THE RECORDS:
--------------------------------

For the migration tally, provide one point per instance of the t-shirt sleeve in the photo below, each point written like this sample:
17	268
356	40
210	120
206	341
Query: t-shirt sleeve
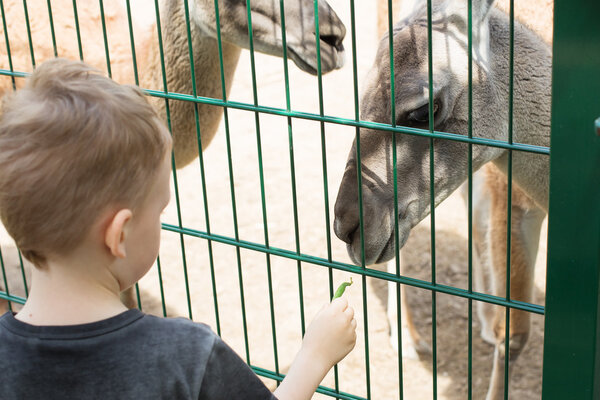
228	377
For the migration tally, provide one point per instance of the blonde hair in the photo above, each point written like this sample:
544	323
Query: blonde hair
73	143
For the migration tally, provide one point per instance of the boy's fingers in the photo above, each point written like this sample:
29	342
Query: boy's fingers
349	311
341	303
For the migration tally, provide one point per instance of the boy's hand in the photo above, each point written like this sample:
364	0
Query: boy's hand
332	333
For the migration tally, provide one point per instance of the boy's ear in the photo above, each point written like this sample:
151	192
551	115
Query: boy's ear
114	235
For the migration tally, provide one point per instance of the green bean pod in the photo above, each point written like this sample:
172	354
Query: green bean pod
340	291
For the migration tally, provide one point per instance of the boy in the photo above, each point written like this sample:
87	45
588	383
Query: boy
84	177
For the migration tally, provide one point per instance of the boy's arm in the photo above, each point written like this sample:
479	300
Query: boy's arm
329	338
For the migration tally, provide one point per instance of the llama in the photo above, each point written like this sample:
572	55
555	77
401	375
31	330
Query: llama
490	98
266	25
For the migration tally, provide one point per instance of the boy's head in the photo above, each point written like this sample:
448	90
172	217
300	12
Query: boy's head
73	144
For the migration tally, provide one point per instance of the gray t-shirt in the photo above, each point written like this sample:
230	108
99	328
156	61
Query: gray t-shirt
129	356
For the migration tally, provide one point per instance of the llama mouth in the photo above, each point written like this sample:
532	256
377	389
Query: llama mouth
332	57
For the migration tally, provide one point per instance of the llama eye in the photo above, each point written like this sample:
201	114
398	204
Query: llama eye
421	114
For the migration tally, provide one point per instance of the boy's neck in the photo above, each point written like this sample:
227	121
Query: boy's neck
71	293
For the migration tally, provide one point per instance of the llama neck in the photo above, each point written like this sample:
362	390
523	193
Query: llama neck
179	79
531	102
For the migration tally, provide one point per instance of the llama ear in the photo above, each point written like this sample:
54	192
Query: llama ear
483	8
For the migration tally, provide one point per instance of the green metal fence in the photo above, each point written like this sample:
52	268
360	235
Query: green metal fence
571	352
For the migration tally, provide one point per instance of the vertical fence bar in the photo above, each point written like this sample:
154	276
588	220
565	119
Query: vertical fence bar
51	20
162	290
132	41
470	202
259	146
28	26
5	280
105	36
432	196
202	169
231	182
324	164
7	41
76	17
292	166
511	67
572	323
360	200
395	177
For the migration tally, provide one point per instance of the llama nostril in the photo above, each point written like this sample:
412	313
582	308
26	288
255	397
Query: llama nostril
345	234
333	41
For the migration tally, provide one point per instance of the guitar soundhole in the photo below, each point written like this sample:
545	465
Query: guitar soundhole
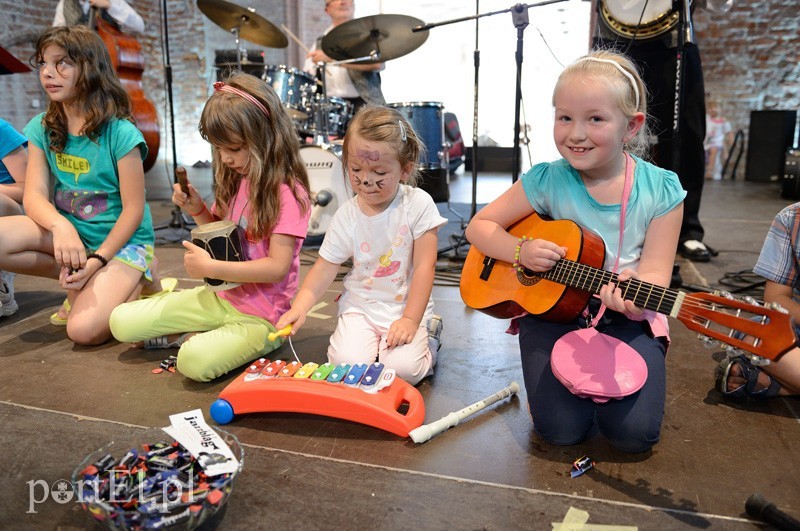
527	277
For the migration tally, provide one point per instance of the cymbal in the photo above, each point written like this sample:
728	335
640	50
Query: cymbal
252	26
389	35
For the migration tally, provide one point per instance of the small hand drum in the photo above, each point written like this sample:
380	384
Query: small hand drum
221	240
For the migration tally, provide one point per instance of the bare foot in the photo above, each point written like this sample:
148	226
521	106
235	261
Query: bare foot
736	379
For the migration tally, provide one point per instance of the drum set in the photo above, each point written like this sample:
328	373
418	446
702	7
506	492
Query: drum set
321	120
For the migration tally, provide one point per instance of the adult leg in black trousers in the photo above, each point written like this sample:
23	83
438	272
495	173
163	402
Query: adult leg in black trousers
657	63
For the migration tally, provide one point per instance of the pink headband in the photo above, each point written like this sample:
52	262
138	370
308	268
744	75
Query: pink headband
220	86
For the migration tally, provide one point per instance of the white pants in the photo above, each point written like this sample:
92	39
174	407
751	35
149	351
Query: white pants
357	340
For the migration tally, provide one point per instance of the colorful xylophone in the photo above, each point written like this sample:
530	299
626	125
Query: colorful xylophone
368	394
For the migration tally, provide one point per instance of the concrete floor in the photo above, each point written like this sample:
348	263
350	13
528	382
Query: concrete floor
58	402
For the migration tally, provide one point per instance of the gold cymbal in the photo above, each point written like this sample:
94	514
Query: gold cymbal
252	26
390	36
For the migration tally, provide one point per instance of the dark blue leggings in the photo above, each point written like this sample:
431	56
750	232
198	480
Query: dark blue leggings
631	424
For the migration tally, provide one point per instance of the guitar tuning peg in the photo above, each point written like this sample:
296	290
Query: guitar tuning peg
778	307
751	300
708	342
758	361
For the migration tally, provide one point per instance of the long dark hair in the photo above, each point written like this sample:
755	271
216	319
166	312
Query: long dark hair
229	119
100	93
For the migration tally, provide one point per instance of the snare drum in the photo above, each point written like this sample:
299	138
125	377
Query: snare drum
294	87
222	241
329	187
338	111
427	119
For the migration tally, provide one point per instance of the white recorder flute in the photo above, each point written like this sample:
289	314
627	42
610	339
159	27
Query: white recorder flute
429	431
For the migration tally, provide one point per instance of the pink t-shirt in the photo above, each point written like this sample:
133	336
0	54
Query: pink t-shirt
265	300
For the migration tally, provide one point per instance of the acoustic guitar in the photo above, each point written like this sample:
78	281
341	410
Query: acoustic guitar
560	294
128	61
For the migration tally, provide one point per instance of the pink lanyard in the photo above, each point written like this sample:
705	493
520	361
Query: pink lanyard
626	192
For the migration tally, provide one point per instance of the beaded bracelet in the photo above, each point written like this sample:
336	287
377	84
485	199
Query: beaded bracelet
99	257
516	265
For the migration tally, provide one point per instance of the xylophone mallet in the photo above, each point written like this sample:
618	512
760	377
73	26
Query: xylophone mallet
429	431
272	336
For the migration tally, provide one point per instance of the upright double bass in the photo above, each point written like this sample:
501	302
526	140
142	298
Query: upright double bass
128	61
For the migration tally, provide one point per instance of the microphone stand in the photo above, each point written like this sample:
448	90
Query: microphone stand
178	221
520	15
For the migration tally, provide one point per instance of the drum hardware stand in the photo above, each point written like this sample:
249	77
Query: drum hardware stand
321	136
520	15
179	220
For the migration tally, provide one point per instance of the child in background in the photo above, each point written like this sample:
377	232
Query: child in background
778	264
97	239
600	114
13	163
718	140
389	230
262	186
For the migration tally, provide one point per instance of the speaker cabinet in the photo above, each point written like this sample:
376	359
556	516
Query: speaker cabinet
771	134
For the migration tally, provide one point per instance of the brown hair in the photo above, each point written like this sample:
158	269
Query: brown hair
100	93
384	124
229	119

--------------------------------

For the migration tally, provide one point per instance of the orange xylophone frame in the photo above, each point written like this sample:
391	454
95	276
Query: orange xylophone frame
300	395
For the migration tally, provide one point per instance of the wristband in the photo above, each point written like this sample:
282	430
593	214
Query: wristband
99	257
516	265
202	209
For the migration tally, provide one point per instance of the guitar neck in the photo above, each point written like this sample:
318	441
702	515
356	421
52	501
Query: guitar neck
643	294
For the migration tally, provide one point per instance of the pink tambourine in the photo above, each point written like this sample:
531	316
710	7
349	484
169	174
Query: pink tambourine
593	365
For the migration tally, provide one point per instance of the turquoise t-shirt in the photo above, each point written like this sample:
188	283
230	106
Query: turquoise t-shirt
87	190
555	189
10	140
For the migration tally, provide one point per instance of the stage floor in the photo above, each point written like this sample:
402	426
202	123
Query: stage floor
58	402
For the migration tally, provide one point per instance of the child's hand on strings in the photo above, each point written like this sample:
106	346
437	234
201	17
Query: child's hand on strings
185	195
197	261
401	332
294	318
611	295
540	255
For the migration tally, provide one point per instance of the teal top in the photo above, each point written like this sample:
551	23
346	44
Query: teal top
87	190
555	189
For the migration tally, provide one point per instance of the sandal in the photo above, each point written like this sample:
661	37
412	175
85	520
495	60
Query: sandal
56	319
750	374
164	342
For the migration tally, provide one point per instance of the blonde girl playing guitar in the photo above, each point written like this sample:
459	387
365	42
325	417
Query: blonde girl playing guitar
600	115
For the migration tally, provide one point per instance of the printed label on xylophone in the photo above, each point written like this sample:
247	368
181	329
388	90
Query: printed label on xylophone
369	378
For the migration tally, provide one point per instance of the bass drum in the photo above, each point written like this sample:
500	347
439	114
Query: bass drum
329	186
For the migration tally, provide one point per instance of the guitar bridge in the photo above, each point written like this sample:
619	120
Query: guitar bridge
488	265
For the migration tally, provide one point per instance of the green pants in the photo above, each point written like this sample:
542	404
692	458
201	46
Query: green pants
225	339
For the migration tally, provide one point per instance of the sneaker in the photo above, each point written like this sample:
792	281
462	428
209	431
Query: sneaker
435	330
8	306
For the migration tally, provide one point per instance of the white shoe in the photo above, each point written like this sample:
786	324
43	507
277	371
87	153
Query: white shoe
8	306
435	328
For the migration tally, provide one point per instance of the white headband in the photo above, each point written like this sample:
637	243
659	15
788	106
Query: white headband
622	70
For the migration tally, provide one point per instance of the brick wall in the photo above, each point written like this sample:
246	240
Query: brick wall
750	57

--------------------------------

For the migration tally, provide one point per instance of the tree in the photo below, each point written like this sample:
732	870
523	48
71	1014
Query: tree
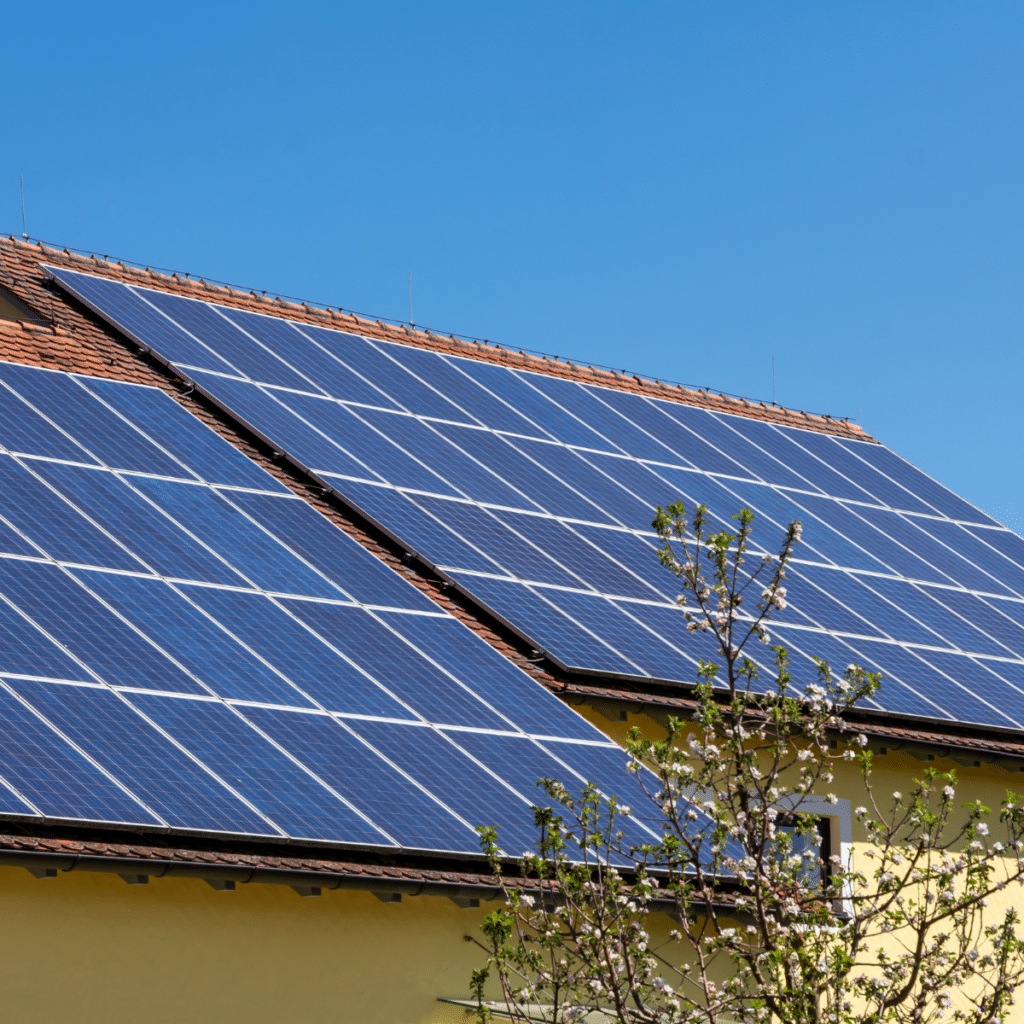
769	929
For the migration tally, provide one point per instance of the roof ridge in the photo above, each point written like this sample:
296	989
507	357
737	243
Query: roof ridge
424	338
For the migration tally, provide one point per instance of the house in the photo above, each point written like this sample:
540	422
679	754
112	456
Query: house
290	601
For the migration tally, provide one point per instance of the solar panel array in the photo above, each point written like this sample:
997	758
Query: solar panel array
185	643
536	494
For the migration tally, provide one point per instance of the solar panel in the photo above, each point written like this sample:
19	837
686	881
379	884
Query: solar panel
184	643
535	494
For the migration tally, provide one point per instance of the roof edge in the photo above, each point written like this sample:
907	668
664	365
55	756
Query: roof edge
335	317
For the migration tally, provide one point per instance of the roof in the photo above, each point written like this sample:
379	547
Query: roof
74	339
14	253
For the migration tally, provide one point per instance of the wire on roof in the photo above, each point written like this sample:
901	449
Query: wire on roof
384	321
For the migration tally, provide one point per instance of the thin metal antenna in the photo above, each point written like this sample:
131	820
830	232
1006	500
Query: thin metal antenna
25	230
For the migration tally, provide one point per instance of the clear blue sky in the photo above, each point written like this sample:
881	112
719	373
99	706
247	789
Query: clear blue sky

--------------------------------

Which of the lines above contain the word "mallet"? Show each of them in full.

SOLUTION:
For the migration tally, provide one point per instance of the xylophone mallet in the photo above, each point written like this sample:
Query: xylophone mallet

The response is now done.